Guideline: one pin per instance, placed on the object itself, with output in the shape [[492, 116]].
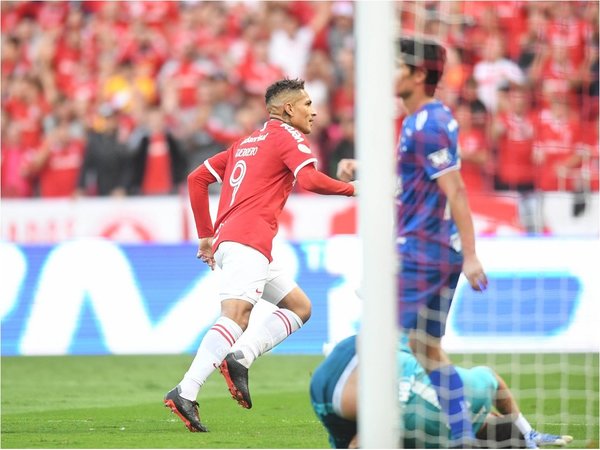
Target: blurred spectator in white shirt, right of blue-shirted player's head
[[495, 72]]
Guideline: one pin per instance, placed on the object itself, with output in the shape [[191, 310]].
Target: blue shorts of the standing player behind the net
[[425, 294]]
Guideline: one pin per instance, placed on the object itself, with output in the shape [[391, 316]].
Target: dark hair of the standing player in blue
[[424, 54]]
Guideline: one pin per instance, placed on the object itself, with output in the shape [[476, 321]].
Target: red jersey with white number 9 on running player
[[258, 174]]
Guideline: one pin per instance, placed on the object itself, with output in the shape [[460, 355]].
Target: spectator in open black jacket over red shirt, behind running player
[[158, 165]]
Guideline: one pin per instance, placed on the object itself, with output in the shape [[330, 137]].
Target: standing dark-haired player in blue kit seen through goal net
[[435, 235]]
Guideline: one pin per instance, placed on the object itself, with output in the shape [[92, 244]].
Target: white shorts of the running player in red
[[247, 275]]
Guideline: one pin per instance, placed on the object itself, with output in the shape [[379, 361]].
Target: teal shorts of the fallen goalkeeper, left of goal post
[[322, 384]]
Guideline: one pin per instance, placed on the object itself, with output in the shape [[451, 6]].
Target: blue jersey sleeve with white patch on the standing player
[[437, 147]]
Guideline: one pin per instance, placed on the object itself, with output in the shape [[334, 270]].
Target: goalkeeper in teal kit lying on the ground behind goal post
[[497, 421]]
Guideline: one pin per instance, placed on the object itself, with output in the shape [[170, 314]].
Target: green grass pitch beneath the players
[[116, 402]]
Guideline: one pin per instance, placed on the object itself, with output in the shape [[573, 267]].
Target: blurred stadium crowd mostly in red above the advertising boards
[[126, 98]]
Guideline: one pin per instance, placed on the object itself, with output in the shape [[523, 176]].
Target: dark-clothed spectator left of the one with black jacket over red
[[104, 168]]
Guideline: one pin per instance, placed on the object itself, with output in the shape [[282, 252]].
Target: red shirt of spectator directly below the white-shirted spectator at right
[[515, 150]]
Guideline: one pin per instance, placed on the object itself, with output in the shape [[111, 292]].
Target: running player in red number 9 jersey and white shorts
[[257, 174]]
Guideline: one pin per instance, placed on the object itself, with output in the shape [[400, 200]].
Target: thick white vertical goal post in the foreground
[[378, 409]]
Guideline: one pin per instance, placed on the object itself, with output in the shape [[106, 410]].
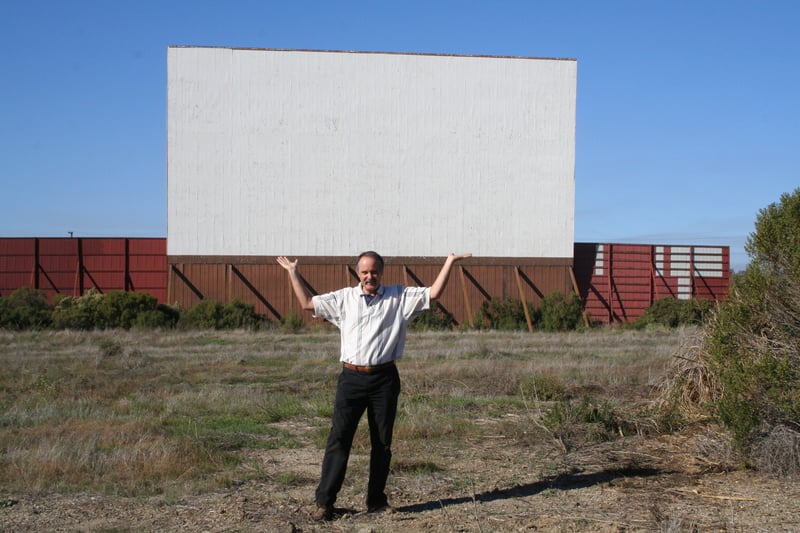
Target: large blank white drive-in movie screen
[[325, 153]]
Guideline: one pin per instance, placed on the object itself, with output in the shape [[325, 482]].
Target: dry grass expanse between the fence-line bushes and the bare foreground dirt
[[148, 412]]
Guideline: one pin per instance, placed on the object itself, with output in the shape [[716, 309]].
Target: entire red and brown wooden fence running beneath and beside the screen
[[616, 282]]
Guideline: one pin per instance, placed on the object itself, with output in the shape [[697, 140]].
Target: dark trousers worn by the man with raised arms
[[376, 393]]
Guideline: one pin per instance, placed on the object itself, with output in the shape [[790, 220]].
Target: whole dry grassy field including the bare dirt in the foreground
[[497, 431]]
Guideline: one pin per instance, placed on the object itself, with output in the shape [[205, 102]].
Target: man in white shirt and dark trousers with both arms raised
[[373, 320]]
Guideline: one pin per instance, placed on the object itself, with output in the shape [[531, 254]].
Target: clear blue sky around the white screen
[[688, 113]]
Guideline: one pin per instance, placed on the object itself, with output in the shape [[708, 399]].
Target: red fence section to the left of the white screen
[[73, 266]]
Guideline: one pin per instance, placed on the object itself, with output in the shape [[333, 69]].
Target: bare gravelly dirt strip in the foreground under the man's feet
[[634, 483]]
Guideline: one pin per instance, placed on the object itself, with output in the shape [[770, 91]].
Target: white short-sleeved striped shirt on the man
[[372, 333]]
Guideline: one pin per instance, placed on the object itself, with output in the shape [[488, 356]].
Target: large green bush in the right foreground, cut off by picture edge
[[751, 345]]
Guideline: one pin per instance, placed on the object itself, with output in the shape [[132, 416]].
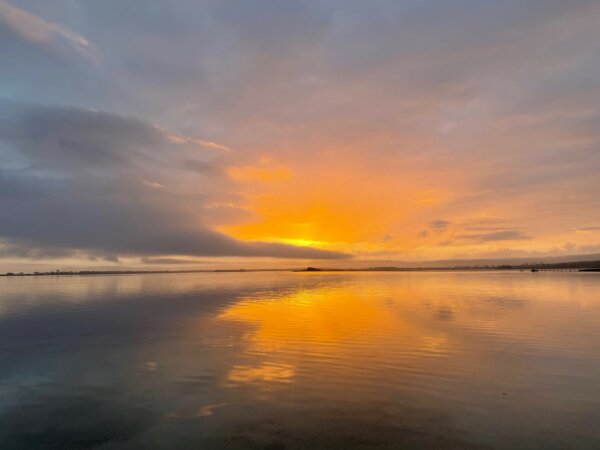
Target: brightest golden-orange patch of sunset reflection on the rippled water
[[321, 331]]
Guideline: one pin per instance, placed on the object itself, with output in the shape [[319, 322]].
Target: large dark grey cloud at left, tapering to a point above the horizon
[[75, 179]]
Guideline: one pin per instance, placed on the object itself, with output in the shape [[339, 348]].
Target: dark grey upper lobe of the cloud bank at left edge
[[67, 139]]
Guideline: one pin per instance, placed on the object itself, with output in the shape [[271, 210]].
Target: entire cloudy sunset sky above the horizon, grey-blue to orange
[[152, 133]]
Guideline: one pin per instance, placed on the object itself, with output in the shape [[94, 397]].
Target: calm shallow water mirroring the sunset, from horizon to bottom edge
[[441, 360]]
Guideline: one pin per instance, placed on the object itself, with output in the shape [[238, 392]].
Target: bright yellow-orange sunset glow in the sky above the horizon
[[331, 207]]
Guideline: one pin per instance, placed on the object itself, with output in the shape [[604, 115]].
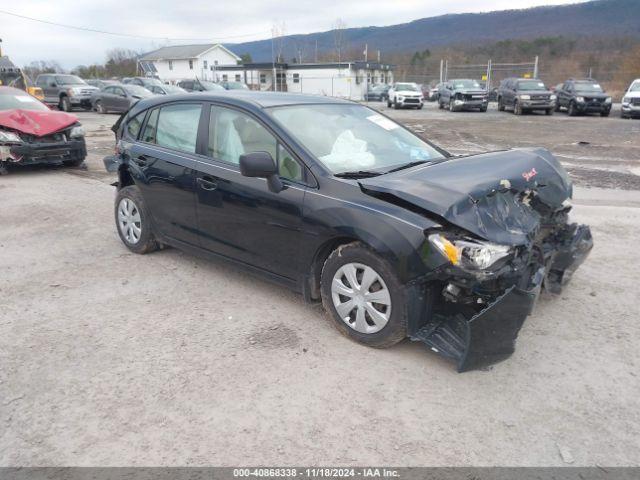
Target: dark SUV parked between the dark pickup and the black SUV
[[525, 95]]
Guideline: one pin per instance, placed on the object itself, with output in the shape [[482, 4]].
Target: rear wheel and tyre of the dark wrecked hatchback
[[133, 221]]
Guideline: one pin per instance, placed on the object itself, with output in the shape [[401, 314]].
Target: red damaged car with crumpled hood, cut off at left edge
[[31, 133]]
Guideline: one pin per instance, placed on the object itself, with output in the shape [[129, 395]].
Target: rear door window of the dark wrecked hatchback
[[174, 126]]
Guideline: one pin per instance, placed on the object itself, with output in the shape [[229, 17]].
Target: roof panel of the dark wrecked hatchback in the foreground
[[252, 98]]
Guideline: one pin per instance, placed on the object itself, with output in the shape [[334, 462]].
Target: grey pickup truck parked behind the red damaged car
[[65, 91]]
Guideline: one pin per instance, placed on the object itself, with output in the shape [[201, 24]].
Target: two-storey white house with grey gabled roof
[[178, 62]]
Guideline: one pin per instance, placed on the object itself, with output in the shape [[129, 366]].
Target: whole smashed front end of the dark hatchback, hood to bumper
[[500, 244]]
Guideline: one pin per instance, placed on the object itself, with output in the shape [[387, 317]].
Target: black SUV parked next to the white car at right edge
[[583, 96]]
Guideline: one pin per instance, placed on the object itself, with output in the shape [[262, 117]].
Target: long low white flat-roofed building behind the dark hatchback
[[345, 79]]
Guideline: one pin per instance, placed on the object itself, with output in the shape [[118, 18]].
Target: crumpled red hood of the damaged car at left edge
[[38, 123]]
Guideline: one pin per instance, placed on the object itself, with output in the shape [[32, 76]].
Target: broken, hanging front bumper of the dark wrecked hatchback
[[488, 336]]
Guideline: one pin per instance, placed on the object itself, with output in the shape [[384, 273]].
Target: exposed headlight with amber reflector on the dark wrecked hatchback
[[471, 254]]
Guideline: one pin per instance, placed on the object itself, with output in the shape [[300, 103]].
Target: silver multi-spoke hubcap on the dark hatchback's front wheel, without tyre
[[361, 298]]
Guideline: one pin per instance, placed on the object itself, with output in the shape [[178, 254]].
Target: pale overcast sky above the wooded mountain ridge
[[197, 21]]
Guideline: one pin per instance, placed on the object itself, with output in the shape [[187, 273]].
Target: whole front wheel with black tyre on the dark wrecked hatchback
[[364, 296]]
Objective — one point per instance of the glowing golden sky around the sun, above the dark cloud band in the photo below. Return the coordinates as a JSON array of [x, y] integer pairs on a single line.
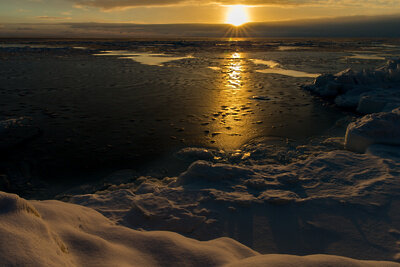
[[22, 15]]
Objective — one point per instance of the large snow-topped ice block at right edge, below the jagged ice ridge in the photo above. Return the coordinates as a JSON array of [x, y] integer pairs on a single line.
[[378, 128]]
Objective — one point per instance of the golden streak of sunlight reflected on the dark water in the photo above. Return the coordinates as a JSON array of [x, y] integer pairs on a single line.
[[234, 112]]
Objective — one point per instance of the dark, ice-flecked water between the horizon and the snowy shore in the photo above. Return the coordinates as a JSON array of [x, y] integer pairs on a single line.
[[98, 114]]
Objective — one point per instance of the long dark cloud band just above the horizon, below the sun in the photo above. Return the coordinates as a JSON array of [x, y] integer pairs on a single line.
[[357, 26]]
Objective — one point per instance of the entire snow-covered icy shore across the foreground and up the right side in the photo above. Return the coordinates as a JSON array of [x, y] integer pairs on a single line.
[[340, 196]]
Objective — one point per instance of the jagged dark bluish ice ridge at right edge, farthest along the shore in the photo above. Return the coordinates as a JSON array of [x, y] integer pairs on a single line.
[[368, 91]]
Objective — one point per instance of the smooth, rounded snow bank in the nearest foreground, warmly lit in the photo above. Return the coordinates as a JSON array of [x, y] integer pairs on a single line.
[[53, 233]]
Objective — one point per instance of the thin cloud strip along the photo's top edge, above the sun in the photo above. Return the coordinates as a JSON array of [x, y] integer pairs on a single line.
[[123, 4]]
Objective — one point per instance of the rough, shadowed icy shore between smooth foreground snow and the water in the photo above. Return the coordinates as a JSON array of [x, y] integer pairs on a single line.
[[273, 208]]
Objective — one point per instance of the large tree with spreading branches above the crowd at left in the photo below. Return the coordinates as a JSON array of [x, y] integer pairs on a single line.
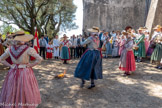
[[46, 15]]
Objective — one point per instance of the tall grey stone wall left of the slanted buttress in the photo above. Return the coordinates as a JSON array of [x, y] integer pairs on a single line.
[[114, 14]]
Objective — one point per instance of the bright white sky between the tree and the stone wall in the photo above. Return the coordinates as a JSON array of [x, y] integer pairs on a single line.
[[79, 20]]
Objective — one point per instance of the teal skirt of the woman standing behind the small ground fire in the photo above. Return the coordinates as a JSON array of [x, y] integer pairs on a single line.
[[65, 53]]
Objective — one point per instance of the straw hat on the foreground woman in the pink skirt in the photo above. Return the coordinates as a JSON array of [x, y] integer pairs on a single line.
[[21, 36]]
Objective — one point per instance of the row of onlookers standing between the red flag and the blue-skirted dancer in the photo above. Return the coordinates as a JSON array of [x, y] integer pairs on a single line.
[[63, 48]]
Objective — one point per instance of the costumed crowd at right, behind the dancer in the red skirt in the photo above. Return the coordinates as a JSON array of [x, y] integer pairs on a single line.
[[144, 45]]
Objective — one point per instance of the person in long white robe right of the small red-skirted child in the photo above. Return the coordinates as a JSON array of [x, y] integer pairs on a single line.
[[56, 44]]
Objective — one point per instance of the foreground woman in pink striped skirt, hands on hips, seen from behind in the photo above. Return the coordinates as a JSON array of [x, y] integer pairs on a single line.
[[20, 86]]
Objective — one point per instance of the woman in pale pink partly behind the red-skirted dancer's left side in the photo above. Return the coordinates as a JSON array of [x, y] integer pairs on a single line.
[[122, 42]]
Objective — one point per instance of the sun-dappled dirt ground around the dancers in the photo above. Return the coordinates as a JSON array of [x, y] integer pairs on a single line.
[[143, 89]]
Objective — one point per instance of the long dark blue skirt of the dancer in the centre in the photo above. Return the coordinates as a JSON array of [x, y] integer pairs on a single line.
[[90, 66]]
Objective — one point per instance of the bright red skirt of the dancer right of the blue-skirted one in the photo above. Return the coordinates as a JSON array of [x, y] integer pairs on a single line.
[[130, 62]]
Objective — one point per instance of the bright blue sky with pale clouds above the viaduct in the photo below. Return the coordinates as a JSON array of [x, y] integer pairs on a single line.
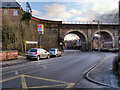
[[79, 10]]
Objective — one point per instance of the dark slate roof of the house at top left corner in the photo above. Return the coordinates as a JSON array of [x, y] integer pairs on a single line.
[[11, 5]]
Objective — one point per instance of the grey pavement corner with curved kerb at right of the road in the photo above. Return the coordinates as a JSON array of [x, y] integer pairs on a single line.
[[102, 74]]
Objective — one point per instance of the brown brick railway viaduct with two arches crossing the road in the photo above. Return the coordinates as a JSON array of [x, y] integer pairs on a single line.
[[109, 34]]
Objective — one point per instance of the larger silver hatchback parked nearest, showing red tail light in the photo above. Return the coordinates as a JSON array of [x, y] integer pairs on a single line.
[[37, 53]]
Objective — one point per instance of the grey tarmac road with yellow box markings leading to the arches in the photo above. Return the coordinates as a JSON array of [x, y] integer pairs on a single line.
[[60, 72]]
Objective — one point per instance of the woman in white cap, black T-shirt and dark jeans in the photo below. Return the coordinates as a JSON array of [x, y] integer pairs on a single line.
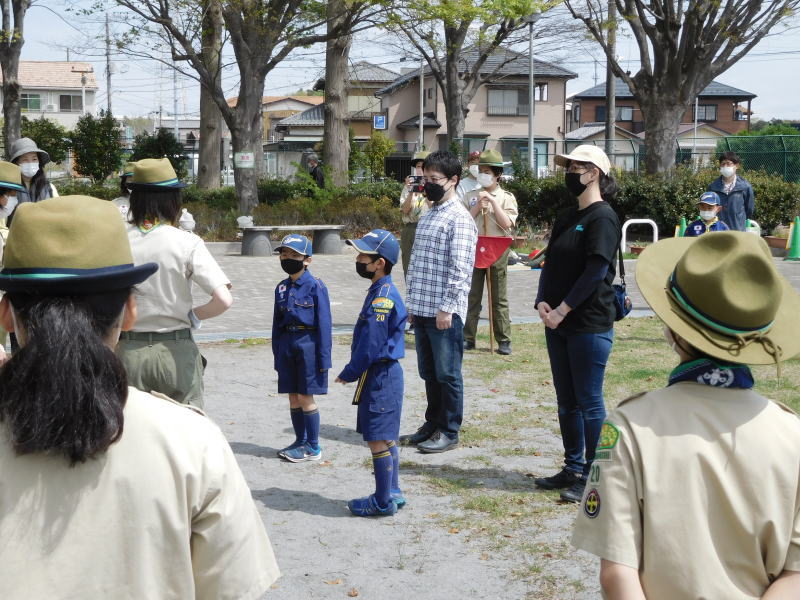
[[576, 303]]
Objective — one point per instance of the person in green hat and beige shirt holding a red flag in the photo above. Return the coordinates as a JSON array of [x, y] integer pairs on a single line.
[[500, 208]]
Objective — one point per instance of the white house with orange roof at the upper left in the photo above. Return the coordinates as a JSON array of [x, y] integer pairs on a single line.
[[56, 90]]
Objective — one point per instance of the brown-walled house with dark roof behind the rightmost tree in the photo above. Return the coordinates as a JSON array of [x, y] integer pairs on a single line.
[[724, 107]]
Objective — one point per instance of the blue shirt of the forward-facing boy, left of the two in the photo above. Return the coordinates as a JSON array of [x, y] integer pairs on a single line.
[[303, 304]]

○ ○ ○ ○ ○ ○ ○

**Directions**
Given the data above, transcribe exactly the lines from the one containing "shape [[460, 355]]." down to the one containing "shape [[330, 137]].", and no others.

**Task output**
Guideline: one pin per instance, placed on the object itself, with output in the shape [[460, 355]].
Target: spectator in open black jacket over red shirt, behind running player
[[158, 165]]
Guideline: one pin per instance, placed on the object itself, with output in the shape [[330, 137]].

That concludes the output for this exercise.